§ Exercise: All lines in the material below that hold "football" should be found and copied.

(Given data)

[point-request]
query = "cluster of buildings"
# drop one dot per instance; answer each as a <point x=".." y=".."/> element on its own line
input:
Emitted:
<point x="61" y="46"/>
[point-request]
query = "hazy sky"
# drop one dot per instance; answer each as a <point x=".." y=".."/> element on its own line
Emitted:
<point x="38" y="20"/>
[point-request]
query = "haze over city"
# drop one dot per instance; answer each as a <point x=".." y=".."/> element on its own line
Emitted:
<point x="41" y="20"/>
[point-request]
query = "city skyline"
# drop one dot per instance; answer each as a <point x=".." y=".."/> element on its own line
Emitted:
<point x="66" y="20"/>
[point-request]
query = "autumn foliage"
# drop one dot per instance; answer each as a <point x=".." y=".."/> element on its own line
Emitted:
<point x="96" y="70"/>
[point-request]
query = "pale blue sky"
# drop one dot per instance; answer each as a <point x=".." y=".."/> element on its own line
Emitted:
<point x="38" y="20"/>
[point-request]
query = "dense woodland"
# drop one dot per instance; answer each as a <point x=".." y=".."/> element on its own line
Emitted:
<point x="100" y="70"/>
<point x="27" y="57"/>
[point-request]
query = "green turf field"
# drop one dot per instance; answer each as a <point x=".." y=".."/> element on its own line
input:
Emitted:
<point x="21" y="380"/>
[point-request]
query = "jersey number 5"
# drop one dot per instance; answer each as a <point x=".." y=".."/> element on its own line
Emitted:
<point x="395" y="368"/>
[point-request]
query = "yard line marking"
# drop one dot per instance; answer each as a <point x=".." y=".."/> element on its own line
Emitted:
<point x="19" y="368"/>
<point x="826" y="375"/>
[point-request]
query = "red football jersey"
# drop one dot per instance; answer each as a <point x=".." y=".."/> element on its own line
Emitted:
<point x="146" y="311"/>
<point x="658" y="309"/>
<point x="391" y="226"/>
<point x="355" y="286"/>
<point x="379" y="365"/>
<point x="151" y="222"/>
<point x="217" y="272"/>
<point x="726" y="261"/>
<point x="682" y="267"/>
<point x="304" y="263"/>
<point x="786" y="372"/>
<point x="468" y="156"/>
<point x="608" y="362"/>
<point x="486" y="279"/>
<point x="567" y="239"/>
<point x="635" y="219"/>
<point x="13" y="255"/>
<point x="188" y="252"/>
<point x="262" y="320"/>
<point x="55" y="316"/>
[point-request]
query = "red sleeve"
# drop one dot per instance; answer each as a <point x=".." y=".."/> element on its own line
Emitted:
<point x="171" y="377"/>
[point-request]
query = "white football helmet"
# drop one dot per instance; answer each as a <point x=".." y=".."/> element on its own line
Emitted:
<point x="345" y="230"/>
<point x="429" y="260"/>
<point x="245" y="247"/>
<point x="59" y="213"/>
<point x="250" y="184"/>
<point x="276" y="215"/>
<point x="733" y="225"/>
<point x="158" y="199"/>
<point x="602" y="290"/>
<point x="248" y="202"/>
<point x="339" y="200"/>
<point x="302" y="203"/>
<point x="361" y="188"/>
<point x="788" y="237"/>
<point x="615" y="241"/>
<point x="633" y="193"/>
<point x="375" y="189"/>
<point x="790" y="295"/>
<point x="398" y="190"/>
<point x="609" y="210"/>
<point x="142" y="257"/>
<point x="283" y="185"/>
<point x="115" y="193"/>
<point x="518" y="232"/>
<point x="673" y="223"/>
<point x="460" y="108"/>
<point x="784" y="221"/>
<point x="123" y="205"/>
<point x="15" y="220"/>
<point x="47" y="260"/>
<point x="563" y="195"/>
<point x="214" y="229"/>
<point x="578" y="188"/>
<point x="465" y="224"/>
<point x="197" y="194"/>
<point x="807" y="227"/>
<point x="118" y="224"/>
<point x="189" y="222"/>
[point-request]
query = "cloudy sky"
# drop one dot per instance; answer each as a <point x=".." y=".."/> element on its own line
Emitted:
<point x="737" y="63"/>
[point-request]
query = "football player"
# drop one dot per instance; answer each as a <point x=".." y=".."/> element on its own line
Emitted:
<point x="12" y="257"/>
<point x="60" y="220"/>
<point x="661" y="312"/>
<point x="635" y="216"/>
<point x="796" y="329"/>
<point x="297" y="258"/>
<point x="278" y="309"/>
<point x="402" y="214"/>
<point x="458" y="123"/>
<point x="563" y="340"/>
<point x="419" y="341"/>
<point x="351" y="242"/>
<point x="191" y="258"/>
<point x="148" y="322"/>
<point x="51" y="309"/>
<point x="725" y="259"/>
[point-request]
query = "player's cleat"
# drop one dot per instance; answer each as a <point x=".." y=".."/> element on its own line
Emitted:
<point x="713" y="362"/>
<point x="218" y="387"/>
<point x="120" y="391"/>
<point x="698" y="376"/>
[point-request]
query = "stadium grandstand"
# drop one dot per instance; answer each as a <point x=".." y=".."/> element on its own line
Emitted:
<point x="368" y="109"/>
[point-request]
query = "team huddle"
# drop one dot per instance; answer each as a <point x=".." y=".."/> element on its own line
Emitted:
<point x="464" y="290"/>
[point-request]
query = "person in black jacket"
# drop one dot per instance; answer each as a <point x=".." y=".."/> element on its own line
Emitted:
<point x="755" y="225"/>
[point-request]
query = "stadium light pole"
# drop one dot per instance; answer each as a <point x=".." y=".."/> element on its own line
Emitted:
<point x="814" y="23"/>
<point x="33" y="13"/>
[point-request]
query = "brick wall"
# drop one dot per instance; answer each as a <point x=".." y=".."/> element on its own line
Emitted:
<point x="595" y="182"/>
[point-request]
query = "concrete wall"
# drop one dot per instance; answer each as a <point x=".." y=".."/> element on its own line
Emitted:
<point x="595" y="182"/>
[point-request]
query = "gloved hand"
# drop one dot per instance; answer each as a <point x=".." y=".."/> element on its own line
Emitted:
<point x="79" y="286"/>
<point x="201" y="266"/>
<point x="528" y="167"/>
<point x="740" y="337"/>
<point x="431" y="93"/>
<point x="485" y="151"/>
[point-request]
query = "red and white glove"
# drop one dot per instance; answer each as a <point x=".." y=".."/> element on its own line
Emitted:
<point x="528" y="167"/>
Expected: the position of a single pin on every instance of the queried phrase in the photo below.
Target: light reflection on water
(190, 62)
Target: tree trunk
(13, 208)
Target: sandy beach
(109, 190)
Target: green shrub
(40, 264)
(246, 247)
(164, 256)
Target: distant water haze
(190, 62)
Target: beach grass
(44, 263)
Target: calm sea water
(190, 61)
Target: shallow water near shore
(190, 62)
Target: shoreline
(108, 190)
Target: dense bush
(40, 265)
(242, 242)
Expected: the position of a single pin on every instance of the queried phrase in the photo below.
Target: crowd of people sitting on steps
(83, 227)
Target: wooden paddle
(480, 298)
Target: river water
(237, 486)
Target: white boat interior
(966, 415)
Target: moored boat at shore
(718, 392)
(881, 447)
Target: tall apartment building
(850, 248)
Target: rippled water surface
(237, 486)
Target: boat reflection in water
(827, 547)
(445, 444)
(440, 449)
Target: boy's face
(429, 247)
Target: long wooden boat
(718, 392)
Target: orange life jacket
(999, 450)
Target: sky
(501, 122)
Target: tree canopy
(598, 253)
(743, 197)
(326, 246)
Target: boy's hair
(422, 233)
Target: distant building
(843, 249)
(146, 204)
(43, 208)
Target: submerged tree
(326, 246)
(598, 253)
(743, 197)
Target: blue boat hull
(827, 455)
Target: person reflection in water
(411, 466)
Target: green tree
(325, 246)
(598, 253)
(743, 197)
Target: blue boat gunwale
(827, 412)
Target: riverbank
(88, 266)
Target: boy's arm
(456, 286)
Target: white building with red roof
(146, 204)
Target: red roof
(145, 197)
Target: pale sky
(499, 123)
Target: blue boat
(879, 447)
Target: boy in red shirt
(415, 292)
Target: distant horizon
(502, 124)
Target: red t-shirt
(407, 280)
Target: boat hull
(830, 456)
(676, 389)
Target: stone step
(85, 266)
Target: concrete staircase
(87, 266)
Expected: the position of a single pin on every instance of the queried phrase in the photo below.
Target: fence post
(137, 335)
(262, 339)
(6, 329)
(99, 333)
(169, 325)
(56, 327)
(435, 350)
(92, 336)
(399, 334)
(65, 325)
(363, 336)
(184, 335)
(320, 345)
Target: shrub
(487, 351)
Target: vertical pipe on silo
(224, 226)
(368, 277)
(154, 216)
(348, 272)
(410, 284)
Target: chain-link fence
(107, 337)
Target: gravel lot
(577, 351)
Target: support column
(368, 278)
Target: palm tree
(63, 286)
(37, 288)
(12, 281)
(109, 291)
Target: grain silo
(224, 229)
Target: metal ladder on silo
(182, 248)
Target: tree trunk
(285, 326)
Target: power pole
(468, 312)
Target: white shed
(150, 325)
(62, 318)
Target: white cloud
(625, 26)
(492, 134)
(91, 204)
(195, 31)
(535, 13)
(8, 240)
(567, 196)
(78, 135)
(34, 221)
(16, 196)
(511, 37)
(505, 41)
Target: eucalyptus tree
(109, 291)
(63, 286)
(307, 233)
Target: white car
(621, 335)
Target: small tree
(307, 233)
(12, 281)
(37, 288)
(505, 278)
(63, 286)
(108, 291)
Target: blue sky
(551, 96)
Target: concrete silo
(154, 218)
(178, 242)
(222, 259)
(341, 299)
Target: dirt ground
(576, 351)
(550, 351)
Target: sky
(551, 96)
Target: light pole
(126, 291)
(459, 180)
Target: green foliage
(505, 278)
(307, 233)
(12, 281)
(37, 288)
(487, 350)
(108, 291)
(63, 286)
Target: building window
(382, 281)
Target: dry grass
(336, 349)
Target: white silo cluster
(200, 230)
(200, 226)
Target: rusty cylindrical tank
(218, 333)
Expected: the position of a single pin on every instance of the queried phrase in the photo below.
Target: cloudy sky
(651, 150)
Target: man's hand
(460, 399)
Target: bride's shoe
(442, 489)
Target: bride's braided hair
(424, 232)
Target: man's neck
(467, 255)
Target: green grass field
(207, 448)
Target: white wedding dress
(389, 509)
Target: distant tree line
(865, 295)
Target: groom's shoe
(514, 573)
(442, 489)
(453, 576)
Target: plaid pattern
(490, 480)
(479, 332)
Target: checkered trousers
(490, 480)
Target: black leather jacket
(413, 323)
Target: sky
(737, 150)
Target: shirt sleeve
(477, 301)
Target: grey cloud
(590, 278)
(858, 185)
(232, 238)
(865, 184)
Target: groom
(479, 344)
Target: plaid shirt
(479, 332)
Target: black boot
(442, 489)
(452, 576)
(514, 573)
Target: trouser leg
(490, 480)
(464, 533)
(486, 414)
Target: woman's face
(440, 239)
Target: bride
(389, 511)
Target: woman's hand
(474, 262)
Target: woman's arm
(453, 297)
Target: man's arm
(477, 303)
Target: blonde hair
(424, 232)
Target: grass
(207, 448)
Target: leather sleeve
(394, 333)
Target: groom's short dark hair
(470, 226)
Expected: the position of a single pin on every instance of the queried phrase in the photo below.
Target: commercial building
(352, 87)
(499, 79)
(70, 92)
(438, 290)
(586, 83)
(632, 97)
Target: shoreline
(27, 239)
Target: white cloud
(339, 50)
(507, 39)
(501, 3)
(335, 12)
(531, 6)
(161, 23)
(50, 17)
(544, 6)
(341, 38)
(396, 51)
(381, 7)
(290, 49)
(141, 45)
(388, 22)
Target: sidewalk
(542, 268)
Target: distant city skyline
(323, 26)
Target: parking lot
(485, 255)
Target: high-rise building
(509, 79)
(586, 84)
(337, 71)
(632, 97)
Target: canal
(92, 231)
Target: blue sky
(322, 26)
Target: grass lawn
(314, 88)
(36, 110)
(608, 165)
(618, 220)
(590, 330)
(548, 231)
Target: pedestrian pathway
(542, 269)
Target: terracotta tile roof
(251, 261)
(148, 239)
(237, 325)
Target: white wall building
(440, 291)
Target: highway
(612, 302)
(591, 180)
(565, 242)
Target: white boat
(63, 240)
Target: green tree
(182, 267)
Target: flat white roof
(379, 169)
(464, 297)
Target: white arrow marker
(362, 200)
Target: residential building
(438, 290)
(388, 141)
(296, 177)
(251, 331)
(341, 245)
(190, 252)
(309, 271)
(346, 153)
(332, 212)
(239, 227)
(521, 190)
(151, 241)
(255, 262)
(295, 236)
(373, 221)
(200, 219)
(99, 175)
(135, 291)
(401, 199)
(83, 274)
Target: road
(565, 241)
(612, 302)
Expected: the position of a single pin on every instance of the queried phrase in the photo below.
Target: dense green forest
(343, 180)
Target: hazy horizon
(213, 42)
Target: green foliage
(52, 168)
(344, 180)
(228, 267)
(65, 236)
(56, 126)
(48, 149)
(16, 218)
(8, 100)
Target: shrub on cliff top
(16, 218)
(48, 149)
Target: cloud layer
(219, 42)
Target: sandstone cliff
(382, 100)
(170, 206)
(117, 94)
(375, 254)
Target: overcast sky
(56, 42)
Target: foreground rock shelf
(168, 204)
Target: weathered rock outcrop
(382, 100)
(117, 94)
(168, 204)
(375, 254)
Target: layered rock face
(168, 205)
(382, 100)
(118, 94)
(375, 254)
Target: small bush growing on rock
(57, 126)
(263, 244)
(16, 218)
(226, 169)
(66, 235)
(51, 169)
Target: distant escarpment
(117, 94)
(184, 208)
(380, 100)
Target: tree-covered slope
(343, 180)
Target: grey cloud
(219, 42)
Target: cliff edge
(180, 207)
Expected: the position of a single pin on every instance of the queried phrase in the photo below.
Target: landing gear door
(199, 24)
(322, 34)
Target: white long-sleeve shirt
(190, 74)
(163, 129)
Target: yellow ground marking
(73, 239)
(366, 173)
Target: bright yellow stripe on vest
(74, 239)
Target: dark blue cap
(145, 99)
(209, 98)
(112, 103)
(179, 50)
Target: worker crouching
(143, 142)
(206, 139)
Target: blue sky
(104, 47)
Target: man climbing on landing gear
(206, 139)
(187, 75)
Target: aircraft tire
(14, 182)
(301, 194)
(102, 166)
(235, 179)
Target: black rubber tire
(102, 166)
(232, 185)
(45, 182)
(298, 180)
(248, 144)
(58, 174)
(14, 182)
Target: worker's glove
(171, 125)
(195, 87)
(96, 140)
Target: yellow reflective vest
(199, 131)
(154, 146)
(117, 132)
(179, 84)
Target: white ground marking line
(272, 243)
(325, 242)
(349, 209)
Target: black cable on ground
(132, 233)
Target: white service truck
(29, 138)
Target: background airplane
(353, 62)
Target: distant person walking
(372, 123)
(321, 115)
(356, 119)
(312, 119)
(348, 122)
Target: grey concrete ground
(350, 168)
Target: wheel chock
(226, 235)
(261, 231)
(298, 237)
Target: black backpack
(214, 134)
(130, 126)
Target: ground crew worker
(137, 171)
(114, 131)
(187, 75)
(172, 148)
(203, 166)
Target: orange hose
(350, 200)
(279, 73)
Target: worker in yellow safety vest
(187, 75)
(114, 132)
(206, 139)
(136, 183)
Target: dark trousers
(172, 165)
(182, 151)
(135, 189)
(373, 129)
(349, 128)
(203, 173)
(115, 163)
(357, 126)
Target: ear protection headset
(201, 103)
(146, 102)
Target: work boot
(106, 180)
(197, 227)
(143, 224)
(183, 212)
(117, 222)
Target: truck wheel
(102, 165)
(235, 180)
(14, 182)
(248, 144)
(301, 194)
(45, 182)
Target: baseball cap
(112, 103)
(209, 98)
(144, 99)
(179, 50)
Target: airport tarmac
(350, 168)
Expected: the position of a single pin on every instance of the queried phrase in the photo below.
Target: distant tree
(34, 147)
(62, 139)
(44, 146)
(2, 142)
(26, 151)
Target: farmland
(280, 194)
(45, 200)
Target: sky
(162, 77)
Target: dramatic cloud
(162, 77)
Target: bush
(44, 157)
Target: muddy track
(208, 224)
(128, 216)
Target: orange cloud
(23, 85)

(End Given data)

§ Task solution:
query = "red football jersey"
query = "white football helmet"
query = "football player"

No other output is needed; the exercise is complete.